> [EXERCISE TASK 1]: List the usernames of everyone who posted in the forum thread about buying a home theater system.

--- start of TEXT SECTION ---

# Help with purchasing home theater system?



## reedashton (Mar 12, 2014)

I'm interested in purchasing and installing my first high-end home theater system in my living room. I live in an area with many small consumer electronics stores, and am comparing them to see which one offers the best deal for my money.
What are things I should be looking for with each stores? Are there any specific things I should ask them?


----------



## 86eldel68-deactivated (Nov 30, 2010)

You should be looking for well-rated and well-reviewed brands at good prices.

Or, you could shop Internet-direct for speakers and subwoofer(s) and save money.

- What is your budget?
- How many speakers are you looking at? How many subs?
- What other components (receiver, display (TV or PJ), source (BD player, etc.)) do you need?
- How large (l x w x h) is the space where you intend to set up your system? Is it sealed, or open to other spaces?


----------



## buildsafire (Nov 10, 2013)

It all depends on what you are looking for and what your budget is. If you don't know what you are looking for, then you might want to spend some time perusing this forum for ideas, read some reviews on equipment, and get a basic idea of your end goal. ie... 5.1, 7.1, 7.2, etc... From there, what is your budget, do you want floorstanding main speakers or do you need smaller, bookshelf type, etc...? Good luck!


----------



## tcarcio (Jun 27, 2007)

I re-read your post and saw you said high end so my original post didn't apply. :rolleyesno: But as mentioned your budget would make it easier to recommend equipment.


----------



## chashint (Jan 12, 2011)

Location is usually helpful too.


----------



## Viggen (Dec 31, 2008)

Kinda need a budget. One mans high end is another mans entry level which is the category I fall into. What's expensive to me people that get high end stuff would laugh at  you can also post the different options the local shops suggest and people here can give you their opinion.

Buying locally has big advantages if you plan on upgrading or have issues in the future. I purchased most of my stuff used thus not from the local audio shop, however what I did buy new everything is from a local shop.

--- end of TEXT SECTION ---
--- start of RECORDS SHOWN ---

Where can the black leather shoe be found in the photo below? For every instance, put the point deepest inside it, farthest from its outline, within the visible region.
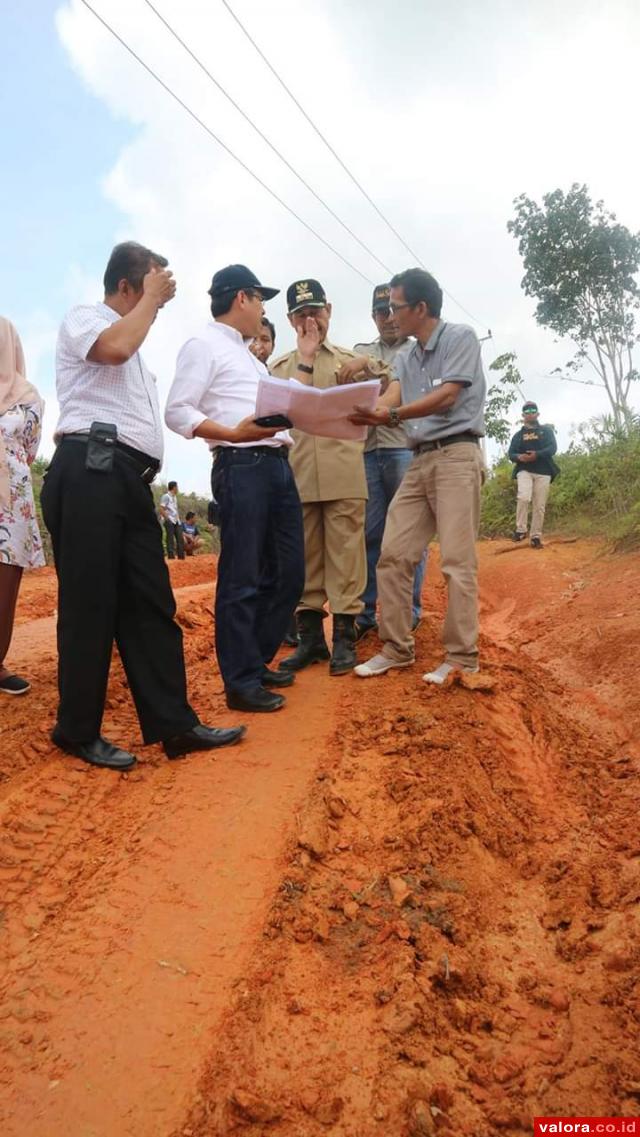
(256, 699)
(201, 738)
(14, 685)
(98, 753)
(277, 678)
(312, 646)
(343, 655)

--- end of RECORDS SHOWN ---

> [EXERCISE TASK 2]: How many lines of the entries contain the string "region", counting only matches with the same case? Reply with the number alone.

> [FINISHED ANSWER 1]:
reedashton
86eldel68-deactivated
buildsafire
tcarcio
chashint
Viggen

> [FINISHED ANSWER 2]: 1